## Extrait choisi
• • • • •

La volonté de bâtir un oratoire donnant sur une Grand-Place est manifeste : cependant, en l'absence d'éléments historiques précis, on ne peut saisir exactement la nature de la commande ou sa date. Liée -à une seigneurie importante, dotée de privilèges depuis 1279, la petite ville murée représente une enclave de la seigneurie du Bourbonnais au cœur de la Combraille- S'y est implanté, au XIème ou XIIème siècle, un prieuré de Lesterps. Il est peu probable cependant que notre édifice en soit un vestige. En effet, il existait aussi, à une centaine de mètres au nord-ouest, une église paroissiale dédiée à saint Martin de Tours dont les chanoines de Lesterps sont longtemps restés les patrons (souvenir d'un prieuré cure) ; on voit encore l'arrondi d'une absidiole romane inséré dans un groupe de maisons particulières. D'autre part, le pouillé du diocèse qualifie simplement Notre-Dame de Q chapelle ruralef.

Avatars du bâtiment

Vers 1820, la municipalité décide le transfert de l'activité paroissiale « dans une spacieuse chapelle située sur la grande place », qui servait alors de prison. Le curé la juge cependant trop petite et trop dégradée ; aussi la translation, qui concerne également le vocable (donc Saint-Martin), s'est-elle accompagnée de travaux importants, terminés en 1828 : ajouter une abside et des cloches paraissait indispensable. Les modifications apportées alors au volume et aux articulations, dont l'étude est essentielle pour comprendre la structure d'origine, n'étaient pas les premières. A une époque indéterminée, on avait surélevé la hauteur de l'ensemble de près de 5 m, ce qui avait donné cette silhouette imposante, emblématique aujourd'hui pour la ville de Gouzon, mais très gênante pour imaginer la cohérence ou établir des comparaisons.

Architecture et décor

Les devis de 1824 sont explicites. Ils établissent les mesures des percements, tant à l'ouest pour faire passer les cloches, qu'à l'est pour créer une « demi-lune » ou dans la paroi nord. Lorsqu'on décida finalement de ne pas loger une chapelle supplémentaire entre les deux contreforts médians, mais de la repousser vers l'est en position de faux transept, ne laissant pour la sacristie qu'une faible largeur, on se prononça également pour un allongement de l'abside, « de manière à laisser à la nef la longueur entière de l'ancienne chapelle » : celle-ci ne comportait donc que les trois travées que nous voyons encore, et se terminait par un chevet plat.

Le volume quadrangulaire calé entre deux pignons, les lancettes étroites en meurtrières cintrées dans une pierre de linteau, le contrefort escalier de l'angle, ou les contreforts de façades, encore simples, sont communs en Haute Marche. Cependant, le caractère sommaire de la définition architecturale n'exclut pas une certaine ampleur monumentale : les travées mesurent 6,75 m en largeur et 7,10 m en moyenne en longueur, ce qui est bien supérieur aux dimensions des travées de Blaudeix ou Paulhac. Ogives, liernes, doubleaux et formerets de même profil (tore dégagé de légers cavets) créent une suite de baldaquins qui retombent sur les tailloirs semi-octogonaux des chapiteaux de colonnettes simples juchées sur des consoles.

• • • • •

## Données fournies
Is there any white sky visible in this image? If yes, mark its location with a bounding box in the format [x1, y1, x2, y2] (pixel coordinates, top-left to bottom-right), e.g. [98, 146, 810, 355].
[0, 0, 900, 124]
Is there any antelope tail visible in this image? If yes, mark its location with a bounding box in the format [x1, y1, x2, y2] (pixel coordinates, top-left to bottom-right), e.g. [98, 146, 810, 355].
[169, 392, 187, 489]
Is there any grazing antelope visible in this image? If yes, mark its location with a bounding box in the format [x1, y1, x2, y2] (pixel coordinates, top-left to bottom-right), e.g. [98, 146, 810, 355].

• • • • •

## Problèmes à résoudre
1 - D'après l'extrait choisi, en quelle année se sont achevés les travaux qui ont accompagné le transfert de l'activité paroissiale ?
2 - Veuillez recopier mot pour mot l'ensemble des enregistrements placés plus haut.

## Réponses aux problèmes
1 - En 1828.

2 -
Is there any white sky visible in this image? If yes, mark its location with a bounding box in the format [x1, y1, x2, y2] (pixel coordinates, top-left to bottom-right), e.g. [98, 146, 810, 355].
[0, 0, 900, 124]
Is there any antelope tail visible in this image? If yes, mark its location with a bounding box in the format [x1, y1, x2, y2] (pixel coordinates, top-left to bottom-right), e.g. [98, 146, 810, 355].
[169, 392, 187, 489]
Is there any grazing antelope visible in this image? If yes, mark its location with a bounding box in the format [x1, y1, x2, y2] (pixel coordinates, top-left to bottom-right), e.g. [98, 146, 810, 355].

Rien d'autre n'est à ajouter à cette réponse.